What the task asks
All lines below containing the string "water" are to be copied.

Referring expression pointing data:
--- START ---

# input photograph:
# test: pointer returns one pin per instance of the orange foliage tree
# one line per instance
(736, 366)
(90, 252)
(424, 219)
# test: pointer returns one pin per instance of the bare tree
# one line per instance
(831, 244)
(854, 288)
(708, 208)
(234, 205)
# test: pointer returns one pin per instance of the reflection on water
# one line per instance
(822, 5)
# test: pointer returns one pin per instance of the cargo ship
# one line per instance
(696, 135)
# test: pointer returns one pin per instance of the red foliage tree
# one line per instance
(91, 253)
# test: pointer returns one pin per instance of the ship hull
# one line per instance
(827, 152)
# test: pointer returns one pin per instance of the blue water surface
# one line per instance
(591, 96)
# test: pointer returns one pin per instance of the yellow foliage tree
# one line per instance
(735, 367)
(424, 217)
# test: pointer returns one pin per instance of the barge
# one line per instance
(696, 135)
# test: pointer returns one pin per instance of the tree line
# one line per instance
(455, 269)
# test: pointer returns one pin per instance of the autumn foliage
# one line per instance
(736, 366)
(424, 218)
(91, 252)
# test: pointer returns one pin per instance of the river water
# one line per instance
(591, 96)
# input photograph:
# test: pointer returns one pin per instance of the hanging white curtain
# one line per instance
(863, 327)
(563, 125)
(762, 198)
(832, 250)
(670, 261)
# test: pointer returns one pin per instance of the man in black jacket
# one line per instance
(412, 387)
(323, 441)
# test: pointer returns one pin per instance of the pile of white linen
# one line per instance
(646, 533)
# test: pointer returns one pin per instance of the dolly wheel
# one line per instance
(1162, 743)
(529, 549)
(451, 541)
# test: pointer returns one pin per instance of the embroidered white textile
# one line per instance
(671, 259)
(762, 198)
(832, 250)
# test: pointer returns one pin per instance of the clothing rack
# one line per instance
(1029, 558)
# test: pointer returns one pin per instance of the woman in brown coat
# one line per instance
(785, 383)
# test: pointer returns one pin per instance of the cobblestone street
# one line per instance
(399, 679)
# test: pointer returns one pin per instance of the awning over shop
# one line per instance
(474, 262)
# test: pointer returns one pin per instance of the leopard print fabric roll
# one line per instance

--- END ---

Solved problem
# test: pointer returns one pin per instance of the reflection on water
# test: pointer returns one pin per instance of the blue water surface
# test: pointer returns one pin per instance of the river water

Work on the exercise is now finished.